I do seem to have some ability to passively train both my students and my boys. They know to sit automatically when someone has food. This applies to both humans and dogs.

My students are funny about some of the things they were somehow trained to do. For some, that might come from home, too. For instance, if I take a deep breath and run my finger under my nose or a thumb across my forehead, I get an in-class weather report.

“Yes, it is hot in here.”

or

“Nope, it’s just you.”

I don’t have to say or ask anything. I have noticed that those kids who say “My mom gets like that” are then much more careful around me until I am no longer imitating a sweaty tomato. Those are the kids who don’t argue when I say I am old.

The boys have their own habits I haven’t tried to train into them but somehow stuck much better than sitting until I tell them they are free. If I start cleaning, they flop down at the gate to the kitchen because they know it is a going to be a bit and begging won’t get them treats.

The action I saw recently was brand new to me since this is my first summer with the boys and I can’t take credit for this one. As Dad went to bed shortly before 8 am, he turned the tv to an infomercial and said, “Andy Griffith is coming on.”

» **Exercise description**
Copy the passage about training students and dogs word for word, from "My students are" to "get them treats.".

» **Information given**
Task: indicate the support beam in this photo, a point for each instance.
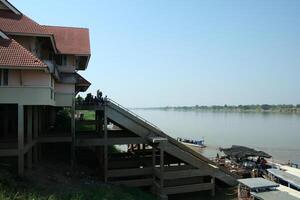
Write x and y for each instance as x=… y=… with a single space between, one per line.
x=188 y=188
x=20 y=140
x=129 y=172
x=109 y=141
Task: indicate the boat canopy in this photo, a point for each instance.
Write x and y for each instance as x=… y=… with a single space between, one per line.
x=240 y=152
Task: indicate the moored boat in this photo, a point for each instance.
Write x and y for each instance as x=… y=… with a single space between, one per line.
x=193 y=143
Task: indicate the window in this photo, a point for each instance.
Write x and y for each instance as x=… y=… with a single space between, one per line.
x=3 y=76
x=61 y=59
* * *
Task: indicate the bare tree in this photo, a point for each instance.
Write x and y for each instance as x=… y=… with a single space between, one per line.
* * *
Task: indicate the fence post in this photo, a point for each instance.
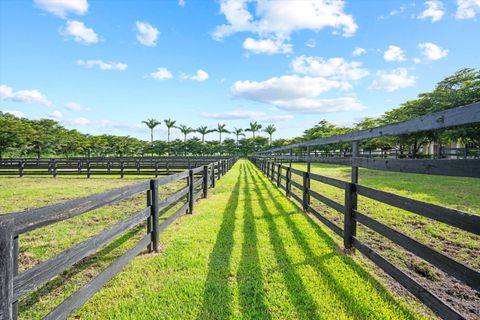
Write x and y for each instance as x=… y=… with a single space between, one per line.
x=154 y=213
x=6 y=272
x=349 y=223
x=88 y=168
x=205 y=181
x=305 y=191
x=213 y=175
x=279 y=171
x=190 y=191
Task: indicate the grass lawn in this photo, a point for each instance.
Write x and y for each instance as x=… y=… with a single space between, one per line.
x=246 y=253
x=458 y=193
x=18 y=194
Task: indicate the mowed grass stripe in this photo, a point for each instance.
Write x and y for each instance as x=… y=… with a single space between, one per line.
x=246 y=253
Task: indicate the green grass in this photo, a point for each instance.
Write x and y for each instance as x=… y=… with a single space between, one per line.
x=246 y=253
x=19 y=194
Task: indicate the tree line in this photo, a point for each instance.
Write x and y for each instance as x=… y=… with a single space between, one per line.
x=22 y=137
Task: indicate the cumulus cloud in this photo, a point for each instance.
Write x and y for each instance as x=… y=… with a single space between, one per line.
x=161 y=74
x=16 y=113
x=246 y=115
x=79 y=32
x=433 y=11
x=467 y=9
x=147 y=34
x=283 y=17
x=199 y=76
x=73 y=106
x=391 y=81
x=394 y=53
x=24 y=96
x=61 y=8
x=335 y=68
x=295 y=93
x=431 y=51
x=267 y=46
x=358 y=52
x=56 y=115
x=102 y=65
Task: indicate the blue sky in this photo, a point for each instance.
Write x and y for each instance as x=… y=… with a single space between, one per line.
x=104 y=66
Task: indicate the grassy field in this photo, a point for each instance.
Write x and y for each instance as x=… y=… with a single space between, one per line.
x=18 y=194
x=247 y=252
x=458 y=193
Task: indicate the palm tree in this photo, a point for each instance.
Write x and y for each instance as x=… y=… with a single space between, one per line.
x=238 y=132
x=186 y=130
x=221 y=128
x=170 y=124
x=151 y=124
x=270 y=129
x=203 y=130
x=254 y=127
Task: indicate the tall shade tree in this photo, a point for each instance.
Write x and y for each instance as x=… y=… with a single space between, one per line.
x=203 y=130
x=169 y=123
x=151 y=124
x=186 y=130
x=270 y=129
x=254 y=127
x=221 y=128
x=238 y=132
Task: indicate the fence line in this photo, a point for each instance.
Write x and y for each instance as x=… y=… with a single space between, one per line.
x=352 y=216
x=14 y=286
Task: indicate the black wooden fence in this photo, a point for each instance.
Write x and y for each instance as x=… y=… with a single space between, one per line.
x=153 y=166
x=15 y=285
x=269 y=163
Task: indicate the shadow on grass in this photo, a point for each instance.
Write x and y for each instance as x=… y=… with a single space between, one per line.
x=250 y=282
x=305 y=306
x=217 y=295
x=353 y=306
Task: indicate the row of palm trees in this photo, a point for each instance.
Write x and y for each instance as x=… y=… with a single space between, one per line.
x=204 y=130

» **Task solution**
My students are funny about some of the things they were somehow trained to do. For some, that might come from home, too. For instance, if I take a deep breath and run my finger under my nose or a thumb across my forehead, I get an in-class weather report.

“Yes, it is hot in here.”

or

“Nope, it’s just you.”

I don’t have to say or ask anything. I have noticed that those kids who say “My mom gets like that” are then much more careful around me until I am no longer imitating a sweaty tomato. Those are the kids who don’t argue when I say I am old.

The boys have their own habits I haven’t tried to train into them but somehow stuck much better than sitting until I tell them they are free. If I start cleaning, they flop down at the gate to the kitchen because they know it is a going to be a bit and begging won’t get them treats.